## SHORT PROBLEM
Reproduce the lines from the one containing "Would you mind indicating the winter" through the last line, inclusive, and leave the pictures out of your answer.

(Coordinate annotation entries)

□ □ □ □ □

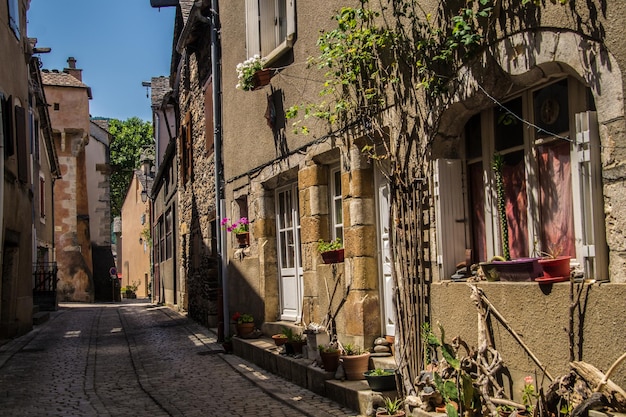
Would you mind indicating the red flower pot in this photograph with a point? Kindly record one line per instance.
(556, 267)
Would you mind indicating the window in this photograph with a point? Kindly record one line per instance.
(14, 17)
(270, 27)
(42, 199)
(21, 138)
(546, 175)
(336, 208)
(156, 238)
(185, 149)
(168, 234)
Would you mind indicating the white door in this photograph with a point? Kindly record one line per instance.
(289, 258)
(384, 255)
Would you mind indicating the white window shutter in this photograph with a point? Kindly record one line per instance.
(588, 197)
(450, 212)
(291, 20)
(252, 28)
(267, 19)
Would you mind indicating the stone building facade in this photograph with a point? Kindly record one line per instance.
(26, 188)
(69, 99)
(287, 186)
(98, 172)
(298, 189)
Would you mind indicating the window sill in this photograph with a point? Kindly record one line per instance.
(279, 51)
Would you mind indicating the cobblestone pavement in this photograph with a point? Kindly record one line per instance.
(137, 359)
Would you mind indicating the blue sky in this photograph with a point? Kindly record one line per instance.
(117, 43)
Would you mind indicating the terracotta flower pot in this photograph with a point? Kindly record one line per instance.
(261, 78)
(396, 414)
(330, 360)
(243, 239)
(355, 365)
(556, 267)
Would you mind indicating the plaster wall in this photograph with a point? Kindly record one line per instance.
(70, 124)
(540, 315)
(17, 239)
(135, 262)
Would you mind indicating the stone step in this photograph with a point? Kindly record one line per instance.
(302, 371)
(41, 317)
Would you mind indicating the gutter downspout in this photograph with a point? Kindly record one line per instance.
(216, 60)
(2, 196)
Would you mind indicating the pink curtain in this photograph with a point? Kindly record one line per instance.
(477, 193)
(516, 208)
(556, 209)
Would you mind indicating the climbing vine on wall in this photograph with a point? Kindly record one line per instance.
(389, 71)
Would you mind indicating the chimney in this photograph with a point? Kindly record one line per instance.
(72, 70)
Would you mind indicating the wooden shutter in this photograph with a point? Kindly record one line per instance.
(7, 121)
(252, 28)
(22, 148)
(450, 212)
(291, 19)
(588, 197)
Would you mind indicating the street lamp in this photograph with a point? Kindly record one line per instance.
(146, 169)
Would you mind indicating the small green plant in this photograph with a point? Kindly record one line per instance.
(497, 164)
(246, 71)
(553, 252)
(529, 395)
(392, 406)
(291, 335)
(328, 348)
(351, 350)
(323, 246)
(380, 372)
(242, 318)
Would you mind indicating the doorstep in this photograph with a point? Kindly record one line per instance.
(355, 395)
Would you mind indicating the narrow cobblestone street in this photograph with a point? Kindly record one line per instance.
(137, 359)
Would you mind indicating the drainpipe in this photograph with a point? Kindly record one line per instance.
(1, 182)
(216, 60)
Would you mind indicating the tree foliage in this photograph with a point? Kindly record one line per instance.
(390, 70)
(128, 139)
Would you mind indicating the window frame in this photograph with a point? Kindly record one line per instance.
(14, 17)
(588, 232)
(259, 20)
(335, 195)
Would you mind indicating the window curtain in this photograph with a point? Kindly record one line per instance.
(516, 204)
(556, 209)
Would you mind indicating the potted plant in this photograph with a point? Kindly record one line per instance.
(502, 267)
(329, 356)
(131, 290)
(239, 229)
(555, 267)
(355, 362)
(380, 379)
(251, 75)
(227, 344)
(391, 408)
(244, 323)
(332, 252)
(295, 341)
(315, 335)
(529, 396)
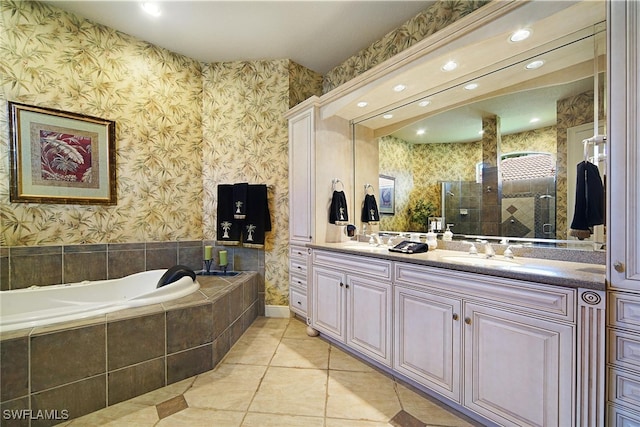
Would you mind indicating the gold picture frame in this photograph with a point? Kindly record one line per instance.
(61, 157)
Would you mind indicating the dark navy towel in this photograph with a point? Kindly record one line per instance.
(240, 200)
(258, 219)
(370, 212)
(589, 207)
(228, 228)
(338, 214)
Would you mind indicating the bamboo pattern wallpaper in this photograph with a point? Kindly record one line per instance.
(427, 22)
(55, 59)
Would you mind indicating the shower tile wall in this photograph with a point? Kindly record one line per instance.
(529, 208)
(463, 206)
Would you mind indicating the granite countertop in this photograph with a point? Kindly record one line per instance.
(551, 272)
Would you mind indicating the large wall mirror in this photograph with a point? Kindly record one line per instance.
(496, 154)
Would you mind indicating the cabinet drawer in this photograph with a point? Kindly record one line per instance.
(624, 310)
(624, 349)
(370, 267)
(622, 417)
(300, 253)
(551, 301)
(298, 267)
(624, 387)
(298, 300)
(298, 280)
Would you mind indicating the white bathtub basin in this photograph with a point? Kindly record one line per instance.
(479, 261)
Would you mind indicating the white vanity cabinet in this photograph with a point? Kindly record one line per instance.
(428, 339)
(298, 269)
(623, 231)
(502, 349)
(351, 302)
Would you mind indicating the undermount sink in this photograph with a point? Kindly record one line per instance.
(366, 247)
(479, 261)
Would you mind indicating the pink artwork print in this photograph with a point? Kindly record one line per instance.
(65, 157)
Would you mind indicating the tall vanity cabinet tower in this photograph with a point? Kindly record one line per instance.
(623, 266)
(320, 151)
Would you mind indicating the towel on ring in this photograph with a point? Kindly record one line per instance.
(240, 200)
(227, 229)
(258, 218)
(338, 214)
(370, 212)
(589, 207)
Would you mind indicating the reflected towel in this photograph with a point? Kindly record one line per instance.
(338, 214)
(258, 218)
(589, 207)
(240, 200)
(227, 229)
(370, 212)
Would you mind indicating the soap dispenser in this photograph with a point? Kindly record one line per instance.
(432, 241)
(447, 236)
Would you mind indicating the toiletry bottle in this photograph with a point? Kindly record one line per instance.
(432, 241)
(447, 236)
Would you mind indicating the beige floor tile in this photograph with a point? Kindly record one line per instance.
(341, 422)
(428, 411)
(267, 326)
(342, 361)
(125, 413)
(228, 387)
(274, 420)
(163, 394)
(291, 391)
(253, 350)
(196, 417)
(297, 353)
(361, 395)
(297, 329)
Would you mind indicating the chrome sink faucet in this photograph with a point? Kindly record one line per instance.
(488, 249)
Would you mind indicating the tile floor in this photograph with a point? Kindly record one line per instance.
(276, 375)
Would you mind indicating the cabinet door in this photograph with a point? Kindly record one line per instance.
(327, 302)
(369, 317)
(428, 340)
(518, 369)
(301, 171)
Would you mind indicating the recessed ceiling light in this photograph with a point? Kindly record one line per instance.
(534, 64)
(521, 34)
(151, 8)
(450, 66)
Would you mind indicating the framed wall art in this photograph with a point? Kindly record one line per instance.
(61, 157)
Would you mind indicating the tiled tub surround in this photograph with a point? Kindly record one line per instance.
(87, 365)
(23, 266)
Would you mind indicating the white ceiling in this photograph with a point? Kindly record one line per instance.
(317, 34)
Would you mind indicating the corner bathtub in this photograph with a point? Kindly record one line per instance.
(43, 305)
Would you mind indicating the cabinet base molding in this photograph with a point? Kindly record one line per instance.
(401, 379)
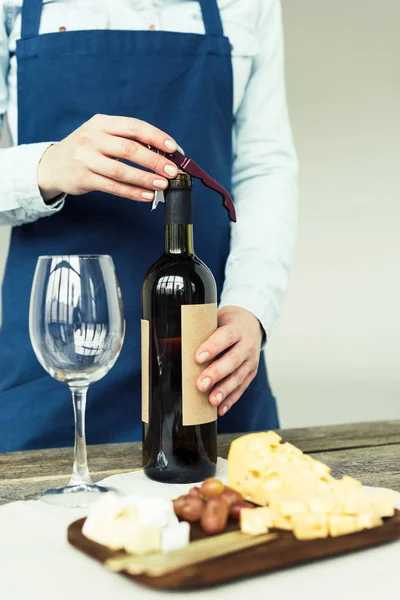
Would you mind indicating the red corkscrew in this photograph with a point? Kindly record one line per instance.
(190, 166)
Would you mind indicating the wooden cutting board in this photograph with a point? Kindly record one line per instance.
(282, 552)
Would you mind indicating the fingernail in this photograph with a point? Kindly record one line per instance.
(170, 144)
(203, 356)
(205, 384)
(160, 183)
(170, 170)
(219, 397)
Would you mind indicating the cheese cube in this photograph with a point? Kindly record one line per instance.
(310, 527)
(342, 525)
(139, 538)
(280, 522)
(175, 537)
(255, 521)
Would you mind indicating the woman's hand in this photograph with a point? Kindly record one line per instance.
(239, 334)
(85, 160)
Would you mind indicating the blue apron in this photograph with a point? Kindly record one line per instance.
(180, 82)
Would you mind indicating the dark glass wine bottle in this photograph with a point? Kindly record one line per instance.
(173, 451)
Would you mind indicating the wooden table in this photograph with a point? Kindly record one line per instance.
(368, 451)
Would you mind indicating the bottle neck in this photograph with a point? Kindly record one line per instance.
(178, 221)
(179, 239)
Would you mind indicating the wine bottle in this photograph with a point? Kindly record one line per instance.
(179, 313)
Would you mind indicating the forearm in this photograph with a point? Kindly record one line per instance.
(20, 198)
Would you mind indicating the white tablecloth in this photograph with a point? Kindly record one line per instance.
(36, 562)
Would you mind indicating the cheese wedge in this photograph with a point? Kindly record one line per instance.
(255, 521)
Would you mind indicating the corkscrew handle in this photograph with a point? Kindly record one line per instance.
(188, 164)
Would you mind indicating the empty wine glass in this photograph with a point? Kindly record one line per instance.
(77, 328)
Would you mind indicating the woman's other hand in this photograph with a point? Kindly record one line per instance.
(88, 160)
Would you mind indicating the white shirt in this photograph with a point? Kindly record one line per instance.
(264, 165)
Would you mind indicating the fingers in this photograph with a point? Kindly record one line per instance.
(228, 385)
(132, 151)
(223, 338)
(127, 127)
(119, 171)
(124, 190)
(236, 394)
(221, 368)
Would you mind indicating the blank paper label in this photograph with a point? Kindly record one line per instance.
(145, 371)
(199, 321)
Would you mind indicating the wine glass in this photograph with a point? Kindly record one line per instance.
(77, 328)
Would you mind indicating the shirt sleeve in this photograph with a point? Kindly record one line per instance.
(20, 198)
(264, 184)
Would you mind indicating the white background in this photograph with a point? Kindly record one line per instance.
(333, 356)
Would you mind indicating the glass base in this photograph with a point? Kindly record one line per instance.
(75, 496)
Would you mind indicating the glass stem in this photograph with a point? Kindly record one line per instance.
(80, 474)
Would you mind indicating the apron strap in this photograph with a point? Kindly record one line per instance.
(30, 18)
(32, 10)
(211, 17)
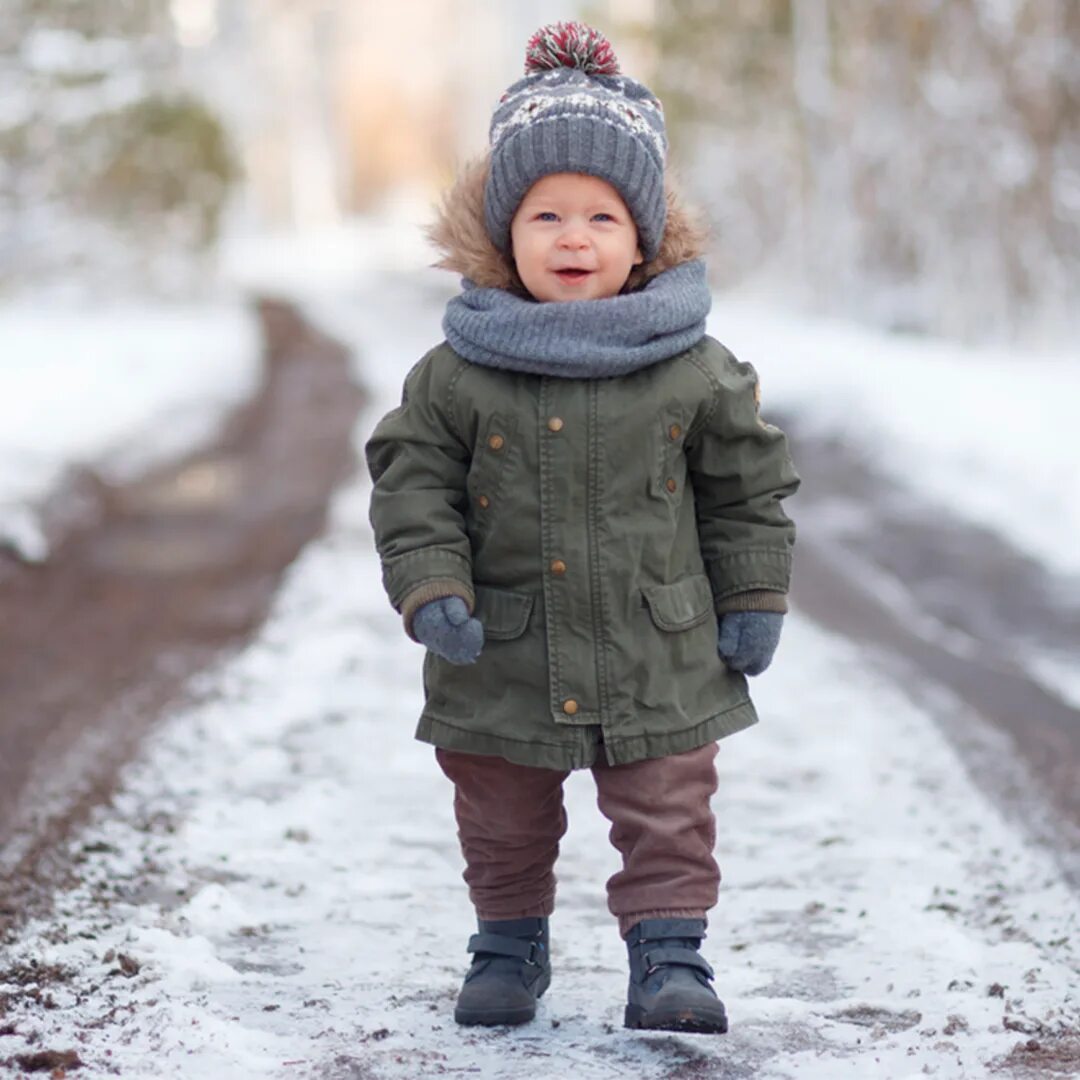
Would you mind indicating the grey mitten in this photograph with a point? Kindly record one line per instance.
(748, 639)
(446, 628)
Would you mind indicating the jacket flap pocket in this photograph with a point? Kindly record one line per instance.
(682, 605)
(504, 615)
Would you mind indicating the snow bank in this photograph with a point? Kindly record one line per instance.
(121, 388)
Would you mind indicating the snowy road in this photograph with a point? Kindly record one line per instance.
(275, 892)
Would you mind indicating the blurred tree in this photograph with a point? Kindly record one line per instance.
(110, 175)
(914, 161)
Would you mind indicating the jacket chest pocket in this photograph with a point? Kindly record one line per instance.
(669, 473)
(484, 482)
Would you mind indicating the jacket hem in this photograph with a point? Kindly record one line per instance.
(566, 756)
(562, 756)
(738, 717)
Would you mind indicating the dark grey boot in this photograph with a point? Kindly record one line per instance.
(669, 979)
(511, 970)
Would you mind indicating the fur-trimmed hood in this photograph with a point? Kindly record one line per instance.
(458, 231)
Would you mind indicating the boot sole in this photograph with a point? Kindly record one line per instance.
(702, 1021)
(500, 1017)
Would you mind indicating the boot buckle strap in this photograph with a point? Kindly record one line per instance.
(501, 945)
(684, 957)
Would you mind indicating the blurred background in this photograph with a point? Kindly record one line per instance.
(910, 163)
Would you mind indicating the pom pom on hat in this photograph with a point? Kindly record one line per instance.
(570, 44)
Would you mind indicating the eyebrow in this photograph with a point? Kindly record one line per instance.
(606, 204)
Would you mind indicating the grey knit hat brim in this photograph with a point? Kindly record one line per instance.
(577, 144)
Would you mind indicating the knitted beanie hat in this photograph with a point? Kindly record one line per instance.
(574, 112)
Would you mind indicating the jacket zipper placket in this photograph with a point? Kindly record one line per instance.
(596, 612)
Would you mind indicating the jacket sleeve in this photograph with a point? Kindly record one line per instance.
(418, 462)
(740, 470)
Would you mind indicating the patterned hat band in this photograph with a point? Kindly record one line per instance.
(577, 119)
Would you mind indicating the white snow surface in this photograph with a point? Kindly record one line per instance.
(988, 435)
(281, 866)
(119, 388)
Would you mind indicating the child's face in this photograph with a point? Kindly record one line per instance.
(574, 239)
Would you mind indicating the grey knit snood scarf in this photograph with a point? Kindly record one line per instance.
(581, 339)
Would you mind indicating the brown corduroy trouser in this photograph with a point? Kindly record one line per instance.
(511, 819)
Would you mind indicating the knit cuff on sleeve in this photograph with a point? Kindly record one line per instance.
(755, 599)
(435, 590)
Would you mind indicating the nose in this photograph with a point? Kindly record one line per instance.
(572, 238)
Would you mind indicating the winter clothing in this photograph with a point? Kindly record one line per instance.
(669, 979)
(579, 339)
(445, 626)
(748, 639)
(511, 969)
(511, 819)
(596, 528)
(591, 481)
(585, 118)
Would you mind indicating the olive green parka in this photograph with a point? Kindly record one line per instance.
(596, 527)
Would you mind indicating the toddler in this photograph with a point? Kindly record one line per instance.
(577, 509)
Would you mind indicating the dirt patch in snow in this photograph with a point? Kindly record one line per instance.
(149, 583)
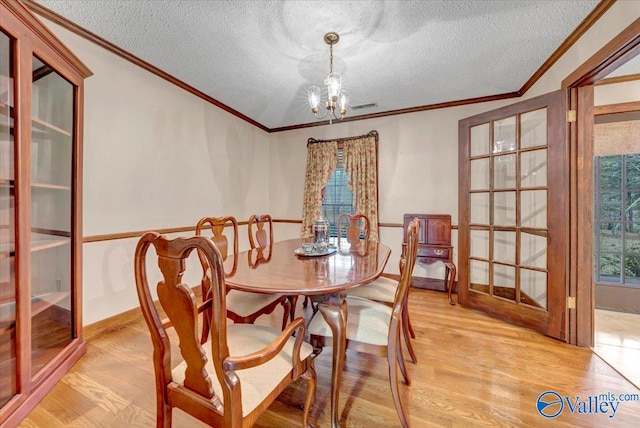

□ □ □ □ □

## CORRECT RESULT
Would you mind indicating the winter clothing in this photograph with a point? Kindly record one line per instance.
(669, 979)
(579, 339)
(445, 626)
(748, 639)
(511, 969)
(511, 819)
(596, 528)
(591, 481)
(585, 118)
Would you mind indicating the olive green parka in this photograph with a point? Kindly record one line per instance.
(596, 527)
Would you mind indicating the toddler in this photograph with a point? Kindly record one line per instance.
(577, 509)
Would you mind indicating the dirt patch in snow in this photograph with a point? Kindly record one line per instance.
(149, 583)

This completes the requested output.